- [Task brief]: The entries should be given again so that each one matches the original exactly.

- [Records from a collection]:
--
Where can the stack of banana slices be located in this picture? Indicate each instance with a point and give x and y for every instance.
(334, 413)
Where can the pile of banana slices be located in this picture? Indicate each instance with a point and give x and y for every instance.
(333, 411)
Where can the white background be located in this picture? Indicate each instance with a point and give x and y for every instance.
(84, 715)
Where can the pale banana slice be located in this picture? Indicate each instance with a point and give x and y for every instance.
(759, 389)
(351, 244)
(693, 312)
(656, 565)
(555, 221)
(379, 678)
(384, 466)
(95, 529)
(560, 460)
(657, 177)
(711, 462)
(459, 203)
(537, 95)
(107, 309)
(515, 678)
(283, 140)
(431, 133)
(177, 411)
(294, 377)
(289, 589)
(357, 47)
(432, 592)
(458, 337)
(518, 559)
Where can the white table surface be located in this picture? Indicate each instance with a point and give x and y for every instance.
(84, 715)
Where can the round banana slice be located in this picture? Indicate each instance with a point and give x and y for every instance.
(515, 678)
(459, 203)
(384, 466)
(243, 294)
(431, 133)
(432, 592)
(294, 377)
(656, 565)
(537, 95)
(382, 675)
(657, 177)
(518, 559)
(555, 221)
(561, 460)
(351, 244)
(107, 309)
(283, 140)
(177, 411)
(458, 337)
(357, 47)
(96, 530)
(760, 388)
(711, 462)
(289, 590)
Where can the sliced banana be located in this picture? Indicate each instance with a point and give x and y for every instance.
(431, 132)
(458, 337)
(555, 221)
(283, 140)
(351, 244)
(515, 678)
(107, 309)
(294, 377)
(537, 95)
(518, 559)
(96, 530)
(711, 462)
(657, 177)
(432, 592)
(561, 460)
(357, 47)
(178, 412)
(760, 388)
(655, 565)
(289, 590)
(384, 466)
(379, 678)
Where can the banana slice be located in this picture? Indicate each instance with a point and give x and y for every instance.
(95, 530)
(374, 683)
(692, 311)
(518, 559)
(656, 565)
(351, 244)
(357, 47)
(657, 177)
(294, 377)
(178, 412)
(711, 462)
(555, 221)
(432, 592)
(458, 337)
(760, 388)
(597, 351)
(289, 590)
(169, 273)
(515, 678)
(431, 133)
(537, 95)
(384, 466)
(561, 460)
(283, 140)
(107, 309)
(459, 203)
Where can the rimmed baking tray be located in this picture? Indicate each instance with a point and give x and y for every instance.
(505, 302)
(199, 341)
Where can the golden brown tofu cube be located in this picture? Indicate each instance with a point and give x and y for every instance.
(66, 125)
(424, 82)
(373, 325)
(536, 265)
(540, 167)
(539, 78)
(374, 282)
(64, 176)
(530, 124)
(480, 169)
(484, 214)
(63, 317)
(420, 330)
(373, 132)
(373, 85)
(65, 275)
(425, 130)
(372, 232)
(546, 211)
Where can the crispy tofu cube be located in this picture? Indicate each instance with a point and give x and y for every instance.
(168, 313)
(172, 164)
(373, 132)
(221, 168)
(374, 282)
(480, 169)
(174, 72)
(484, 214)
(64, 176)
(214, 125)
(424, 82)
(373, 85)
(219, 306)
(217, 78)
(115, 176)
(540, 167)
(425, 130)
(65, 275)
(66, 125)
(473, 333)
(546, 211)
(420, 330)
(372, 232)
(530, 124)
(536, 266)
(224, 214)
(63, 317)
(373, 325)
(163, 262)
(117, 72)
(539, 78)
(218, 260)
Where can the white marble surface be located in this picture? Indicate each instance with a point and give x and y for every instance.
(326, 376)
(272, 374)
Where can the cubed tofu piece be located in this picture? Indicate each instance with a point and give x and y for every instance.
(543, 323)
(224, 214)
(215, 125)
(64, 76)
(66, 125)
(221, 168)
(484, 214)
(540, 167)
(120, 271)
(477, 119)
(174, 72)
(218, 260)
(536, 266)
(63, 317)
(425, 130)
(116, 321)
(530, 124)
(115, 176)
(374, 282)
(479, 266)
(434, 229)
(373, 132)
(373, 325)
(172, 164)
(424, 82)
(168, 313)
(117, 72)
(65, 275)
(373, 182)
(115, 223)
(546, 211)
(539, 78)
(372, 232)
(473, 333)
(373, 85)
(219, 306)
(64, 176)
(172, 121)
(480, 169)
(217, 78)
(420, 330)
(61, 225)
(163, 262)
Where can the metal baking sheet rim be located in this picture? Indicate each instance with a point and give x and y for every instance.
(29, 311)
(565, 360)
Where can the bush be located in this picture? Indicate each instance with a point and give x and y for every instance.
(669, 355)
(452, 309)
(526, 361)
--
- [Response to this task]:
Where can the stack of banana slices be located in this picture? Indicate each instance with a point and give x and y for every instance.
(334, 413)
Where can the pile of banana slices be located in this picture? Indicate each instance with a point and give x and y for every instance.
(333, 411)
Where can the white background be located in this picture? Indicate each instance with a point and give x and y for every instance.
(84, 715)
Where can the pale banana slice be located in this picture? Indicate each instance with a point and give x and y for every instance.
(759, 389)
(351, 244)
(693, 312)
(656, 565)
(555, 221)
(379, 678)
(384, 466)
(95, 529)
(560, 460)
(657, 177)
(711, 462)
(459, 203)
(537, 95)
(107, 309)
(515, 678)
(283, 140)
(431, 133)
(177, 411)
(294, 377)
(289, 589)
(357, 47)
(432, 592)
(458, 337)
(518, 559)
Where can the white table surface be located in this picture? Indicate each instance with a point and give x and y for every instance.
(84, 715)
Where can the round banana slice be located in this picture? Indicate each instance with a point and give x and y for every instance.
(515, 678)
(459, 203)
(384, 466)
(243, 294)
(431, 133)
(432, 592)
(294, 377)
(656, 565)
(537, 95)
(382, 675)
(657, 177)
(518, 559)
(555, 221)
(561, 460)
(351, 244)
(107, 309)
(283, 140)
(177, 411)
(458, 337)
(357, 47)
(96, 530)
(760, 388)
(711, 462)
(289, 590)
Where can the sliced banana be located in this picture? Indicate each instance with a point and give x and y for every instance.
(431, 132)
(458, 337)
(555, 221)
(283, 140)
(351, 244)
(515, 678)
(107, 309)
(294, 377)
(537, 95)
(518, 559)
(96, 530)
(711, 462)
(657, 177)
(432, 592)
(561, 460)
(357, 47)
(178, 412)
(760, 388)
(655, 565)
(289, 590)
(384, 466)
(379, 678)
Where can the banana slice be located in this picture? Indicate each instance with a point and give x and y for every instance.
(95, 530)
(374, 683)
(692, 311)
(518, 559)
(656, 565)
(351, 244)
(357, 47)
(657, 177)
(294, 377)
(178, 412)
(711, 462)
(555, 221)
(432, 592)
(458, 337)
(760, 388)
(597, 351)
(289, 590)
(169, 273)
(515, 678)
(431, 133)
(537, 95)
(384, 466)
(561, 460)
(283, 140)
(107, 309)
(459, 203)
Where can the rimmed baking tray be located in this picture? Indicate each instance with a point and give x and y for every instance.
(505, 302)
(199, 341)
Where can the golden brown tofu cube be located in this picture? Indicate each instance with a point and give x and y for every instance.
(66, 125)
(424, 82)
(373, 325)
(536, 265)
(540, 167)
(539, 78)
(374, 282)
(64, 176)
(530, 124)
(480, 169)
(484, 214)
(63, 317)
(420, 330)
(373, 132)
(373, 85)
(65, 275)
(425, 130)
(372, 232)
(546, 211)
Where can the crispy tofu cube be located in this picture? Indicate each instance with a point and give x and y for every instance.
(168, 313)
(172, 164)
(373, 132)
(221, 168)
(374, 282)
(480, 169)
(174, 72)
(484, 214)
(64, 176)
(214, 125)
(424, 82)
(373, 85)
(219, 306)
(217, 78)
(115, 176)
(540, 167)
(425, 130)
(65, 275)
(66, 125)
(473, 333)
(546, 211)
(420, 330)
(372, 232)
(530, 124)
(536, 266)
(224, 214)
(63, 317)
(373, 325)
(163, 262)
(117, 72)
(539, 78)
(218, 260)
Where can the white marble surface be located in this picture? Indicate each instance with a point and give x and y for every instance.
(326, 376)
(272, 374)
Where can the cubed tofu piece be located in this picture? Indicate each instance with a point and give x and y for every instance.
(543, 323)
(224, 214)
(215, 125)
(64, 76)
(66, 125)
(221, 168)
(484, 214)
(540, 167)
(120, 271)
(477, 119)
(174, 72)
(218, 260)
(536, 266)
(63, 317)
(425, 130)
(116, 321)
(530, 124)
(115, 176)
(374, 282)
(479, 266)
(434, 229)
(373, 132)
(373, 325)
(172, 164)
(424, 82)
(168, 313)
(117, 72)
(65, 275)
(373, 182)
(115, 223)
(546, 211)
(539, 78)
(372, 232)
(473, 333)
(373, 85)
(219, 306)
(64, 176)
(172, 121)
(480, 169)
(217, 78)
(420, 330)
(61, 225)
(163, 262)
Where can the metal baking sheet rim be located in this picture? Indicate each instance with a point and give x and y for every instance.
(29, 311)
(565, 360)
Where can the bush be located in this picture? Indicate each instance with a point and give x and y for every instance.
(669, 355)
(452, 309)
(526, 361)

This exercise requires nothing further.